──────── 원본 데이터
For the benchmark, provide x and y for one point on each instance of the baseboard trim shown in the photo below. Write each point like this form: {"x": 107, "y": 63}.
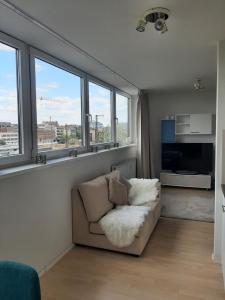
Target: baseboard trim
{"x": 54, "y": 261}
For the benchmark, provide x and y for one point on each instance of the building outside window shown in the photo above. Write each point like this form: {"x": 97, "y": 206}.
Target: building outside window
{"x": 100, "y": 112}
{"x": 122, "y": 119}
{"x": 9, "y": 110}
{"x": 58, "y": 101}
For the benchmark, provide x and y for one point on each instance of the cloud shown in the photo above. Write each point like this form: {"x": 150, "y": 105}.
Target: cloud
{"x": 63, "y": 109}
{"x": 4, "y": 47}
{"x": 47, "y": 87}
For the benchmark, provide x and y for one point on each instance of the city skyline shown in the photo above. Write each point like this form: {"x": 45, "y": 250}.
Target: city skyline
{"x": 58, "y": 93}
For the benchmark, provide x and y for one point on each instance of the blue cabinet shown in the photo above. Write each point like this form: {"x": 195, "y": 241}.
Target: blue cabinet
{"x": 168, "y": 131}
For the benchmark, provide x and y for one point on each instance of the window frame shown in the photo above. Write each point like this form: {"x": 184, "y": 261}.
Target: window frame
{"x": 24, "y": 105}
{"x": 51, "y": 154}
{"x": 27, "y": 111}
{"x": 109, "y": 87}
{"x": 121, "y": 93}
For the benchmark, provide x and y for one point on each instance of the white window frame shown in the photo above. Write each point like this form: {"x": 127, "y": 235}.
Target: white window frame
{"x": 24, "y": 105}
{"x": 119, "y": 92}
{"x": 109, "y": 87}
{"x": 51, "y": 154}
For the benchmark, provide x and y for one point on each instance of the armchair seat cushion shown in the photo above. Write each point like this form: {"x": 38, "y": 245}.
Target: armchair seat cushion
{"x": 94, "y": 194}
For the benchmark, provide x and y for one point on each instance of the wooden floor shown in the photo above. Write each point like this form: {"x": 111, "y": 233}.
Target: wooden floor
{"x": 176, "y": 264}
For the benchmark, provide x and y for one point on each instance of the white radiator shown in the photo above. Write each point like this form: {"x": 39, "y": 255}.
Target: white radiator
{"x": 127, "y": 168}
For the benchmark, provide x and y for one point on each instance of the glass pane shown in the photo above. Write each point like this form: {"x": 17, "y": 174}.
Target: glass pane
{"x": 58, "y": 96}
{"x": 9, "y": 125}
{"x": 99, "y": 108}
{"x": 122, "y": 126}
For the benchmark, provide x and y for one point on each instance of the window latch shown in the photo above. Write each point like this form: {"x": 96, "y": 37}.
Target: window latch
{"x": 40, "y": 159}
{"x": 73, "y": 153}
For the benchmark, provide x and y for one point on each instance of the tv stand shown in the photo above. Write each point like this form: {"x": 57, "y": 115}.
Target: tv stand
{"x": 199, "y": 181}
{"x": 186, "y": 172}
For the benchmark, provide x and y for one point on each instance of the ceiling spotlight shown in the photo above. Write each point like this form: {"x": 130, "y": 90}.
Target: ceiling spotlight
{"x": 141, "y": 26}
{"x": 198, "y": 84}
{"x": 158, "y": 16}
{"x": 160, "y": 25}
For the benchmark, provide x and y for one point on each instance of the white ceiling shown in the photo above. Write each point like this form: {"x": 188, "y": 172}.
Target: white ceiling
{"x": 106, "y": 30}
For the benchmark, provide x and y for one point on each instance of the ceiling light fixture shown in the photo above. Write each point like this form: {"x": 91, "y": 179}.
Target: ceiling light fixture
{"x": 158, "y": 16}
{"x": 198, "y": 84}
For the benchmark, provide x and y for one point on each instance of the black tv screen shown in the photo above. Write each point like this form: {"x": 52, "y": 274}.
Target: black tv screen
{"x": 192, "y": 157}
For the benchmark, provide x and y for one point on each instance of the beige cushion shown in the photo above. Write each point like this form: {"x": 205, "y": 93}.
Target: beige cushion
{"x": 114, "y": 174}
{"x": 118, "y": 192}
{"x": 126, "y": 183}
{"x": 94, "y": 194}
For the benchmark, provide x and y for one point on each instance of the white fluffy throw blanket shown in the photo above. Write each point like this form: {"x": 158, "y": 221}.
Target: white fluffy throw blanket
{"x": 121, "y": 224}
{"x": 143, "y": 191}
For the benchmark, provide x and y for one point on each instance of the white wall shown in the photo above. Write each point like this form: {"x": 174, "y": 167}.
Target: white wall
{"x": 171, "y": 103}
{"x": 220, "y": 126}
{"x": 35, "y": 208}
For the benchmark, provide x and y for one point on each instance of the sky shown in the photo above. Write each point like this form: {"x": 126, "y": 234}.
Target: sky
{"x": 58, "y": 94}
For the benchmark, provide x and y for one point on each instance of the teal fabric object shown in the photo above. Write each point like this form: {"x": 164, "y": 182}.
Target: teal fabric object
{"x": 18, "y": 282}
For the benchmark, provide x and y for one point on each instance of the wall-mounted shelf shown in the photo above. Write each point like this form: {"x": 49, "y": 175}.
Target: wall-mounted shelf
{"x": 193, "y": 124}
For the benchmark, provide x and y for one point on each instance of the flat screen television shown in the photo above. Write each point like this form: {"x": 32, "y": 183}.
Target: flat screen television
{"x": 187, "y": 157}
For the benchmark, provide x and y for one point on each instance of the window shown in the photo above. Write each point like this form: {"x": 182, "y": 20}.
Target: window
{"x": 122, "y": 117}
{"x": 53, "y": 120}
{"x": 100, "y": 113}
{"x": 58, "y": 106}
{"x": 9, "y": 120}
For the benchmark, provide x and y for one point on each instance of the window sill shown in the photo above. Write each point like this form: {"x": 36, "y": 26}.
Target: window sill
{"x": 20, "y": 170}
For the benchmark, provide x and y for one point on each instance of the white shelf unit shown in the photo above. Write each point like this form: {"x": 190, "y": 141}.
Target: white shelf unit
{"x": 192, "y": 124}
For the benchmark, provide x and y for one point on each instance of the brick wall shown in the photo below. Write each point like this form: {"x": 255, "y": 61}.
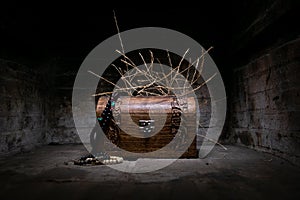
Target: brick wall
{"x": 265, "y": 103}
{"x": 22, "y": 109}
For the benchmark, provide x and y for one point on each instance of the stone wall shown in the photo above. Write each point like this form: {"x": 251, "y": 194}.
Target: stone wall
{"x": 23, "y": 107}
{"x": 265, "y": 103}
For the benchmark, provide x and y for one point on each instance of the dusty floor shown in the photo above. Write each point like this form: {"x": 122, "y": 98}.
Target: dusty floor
{"x": 237, "y": 173}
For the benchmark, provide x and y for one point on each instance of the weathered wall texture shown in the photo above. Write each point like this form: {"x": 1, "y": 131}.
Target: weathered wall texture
{"x": 60, "y": 79}
{"x": 23, "y": 122}
{"x": 265, "y": 106}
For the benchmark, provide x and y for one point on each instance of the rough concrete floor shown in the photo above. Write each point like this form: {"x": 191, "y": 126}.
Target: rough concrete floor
{"x": 237, "y": 173}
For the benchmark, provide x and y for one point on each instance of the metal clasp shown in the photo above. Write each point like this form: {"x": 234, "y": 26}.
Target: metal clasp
{"x": 146, "y": 126}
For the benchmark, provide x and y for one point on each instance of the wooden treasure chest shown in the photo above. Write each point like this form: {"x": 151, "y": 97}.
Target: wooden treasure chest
{"x": 144, "y": 124}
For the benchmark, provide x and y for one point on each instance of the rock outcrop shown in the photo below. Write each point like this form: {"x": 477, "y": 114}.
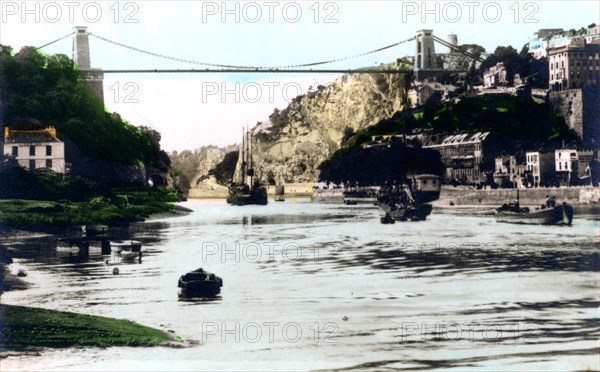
────────────────
■ **요구 사항**:
위 데이터에서 "mounted"라는 문자열이 들어 있는 줄이 몇 개인지 세어 그 수만 적으세요. 대소문자를 구분합니다.

■ **문제 정답**:
2